• [ZU BEARBEITENDE AUFGABEN]
a - Schreiben Sie aus dem Text über das Ebro-Delta den Abschnitt wortgetreu ab, der mit den Worten „Ebro- Delta, Black“ beginnt und mit „draußen bleiben. Naturschutzgebiet.“ schließt.
b - Führen Sie den Text über das Ebro-Delta im Anschluss an seinen letzten Satz weiter.

Wäre ich doch lieber Indianer geworden!
Ebro- Delta, Black Friday, November 2024.
Ein strahlend weißer Reiher kauert auf einem Ast. Vom lieben Gott perfekt da hin drapiert. Vor der Sonnenuntergangskulisse fliegen die Silhouetten von Vögeln, die unerkannt bleiben wollen. Dahinter Bergrücken. Alles wie gemalt. Moskito- Wolken steigen aus den Lagunen auf. Die hat auch der liebe Gott gemacht. Und hinter mir rauscht- Na klar, wie könnte es anders sein, das Meer. Ach wie wohl muss sich's ergehen...
Ein Auto brettert über die Piste. Frau steigt aus, Mann bleibt sitzen. Frau macht Foto, steigt wieder ein, Mann gibt Gas. Eulenlauscher steht wieder mal zwischen den Welten. Eine Randfigur. Gehört nirgends dazu. Nicht zum Plastikstrand. Nicht zur blauen Lagune. Der Reiher kennt mich nicht. Zwischen uns ist ein Absperrseil gespannt. Menschen müssen draußen bleiben. Naturschutzgebiet.
Da gehören wir nicht dazu. Uns gehört der vermüllte Strand. Die platten Reisfelder. Die Kondensstreifen im Himmel. Das Smartphone in der Hosentasche, unser so lieb gewonnen Fensterchen zur Welt- oder das was von ihr übrig ist. Ich meine die echte, die Original- Welt. Bruchstücke von ihr liegen da hinterm Zaun verstreut. Wie ein seltenes Exponat in einem Museum.
Aber betreten verboten! Da wo die Welt noch in Ordnung ist, da dürfen wir nicht rein. Wir müssen draußen bleiben! Sonst könnten wir ja Blumen pflücken oder auf ein Schneckenhäuschen treten. Oder den Reiher vergraulen. Dafür gehört uns der ganze Rest. Also fast alles. Das dürfen wir betreten, benutzen, zertreten und kaputtmachen. Doch hier ist Naturschutzgebiet! Da hier keinen Pubs lassen. Das stört die natürliche Umwelt.

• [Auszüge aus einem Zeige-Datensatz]
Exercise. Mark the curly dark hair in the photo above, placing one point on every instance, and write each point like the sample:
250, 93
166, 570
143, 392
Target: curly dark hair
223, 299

• [LÖSUNGEN NACH AUFGABEN]
a -
Ebro- Delta, Black Friday, November 2024.
Ein strahlend weißer Reiher kauert auf einem Ast. Vom lieben Gott perfekt da hin drapiert. Vor der Sonnenuntergangskulisse fliegen die Silhouetten von Vögeln, die unerkannt bleiben wollen. Dahinter Bergrücken. Alles wie gemalt. Moskito- Wolken steigen aus den Lagunen auf. Die hat auch der liebe Gott gemacht. Und hinter mir rauscht- Na klar, wie könnte es anders sein, das Meer. Ach wie wohl muss sich's ergehen...
Ein Auto brettert über die Piste. Frau steigt aus, Mann bleibt sitzen. Frau macht Foto, steigt wieder ein, Mann gibt Gas. Eulenlauscher steht wieder mal zwischen den Welten. Eine Randfigur. Gehört nirgends dazu. Nicht zum Plastikstrand. Nicht zur blauen Lagune. Der Reiher kennt mich nicht. Zwischen uns ist ein Absperrseil gespannt. Menschen müssen draußen bleiben. Naturschutzgebiet.

b -
Wieder einmal steigt mir der Irrsinn zu Kopf, über den Kopf, bis ich meine fast in ihm ertrinken zu müssen. SOS! Merkt denn hier keiner was? Fällt denn niemandem auf, dass es ziemlich persönlich gespalten ist, die Welt in der man lebt als Umwelt zu deklarieren? Als ständen wir im Mittelpunkt von allem. Und als wären wir gleichzeitig außen vor. So als gäbe es den Menschen UND die Natur. Als wären wir Außerirdische auf dem eigenen Heimatplaneten. Ein Parasit, der einen fremden Körper befällt und ihn aufzehrt. Ja, so sieht das von schräg oben betrachtet wohl tatsächlich aus.
Aber selbstverständlich nicht alles, denn so Sonnenuntergängen und so sauberes Wasser und Vögelchen sind doch schon ganz hübsch anzusehen. Das ist allemal ein Foto wert. Aber wie beim Table- Dance: Nur gucken, nicht anfassen! Anfassen kostet extra.
Aber wie soll man denn etwas vor sich selber beschützen, wenn man es gar nicht mehr kennt? Wenn es nicht mehr ist als ein schönes Motiv, ein netter Post? Eine You Tube- Doku von der Wildnis, die mit jedem Klick schwindet? Ja, ich weiß, der alte Indianerhäuptling hat schon gesagt: Wir haben die Erde nur gelikt, nicht abonniert. Oder so ähnlich.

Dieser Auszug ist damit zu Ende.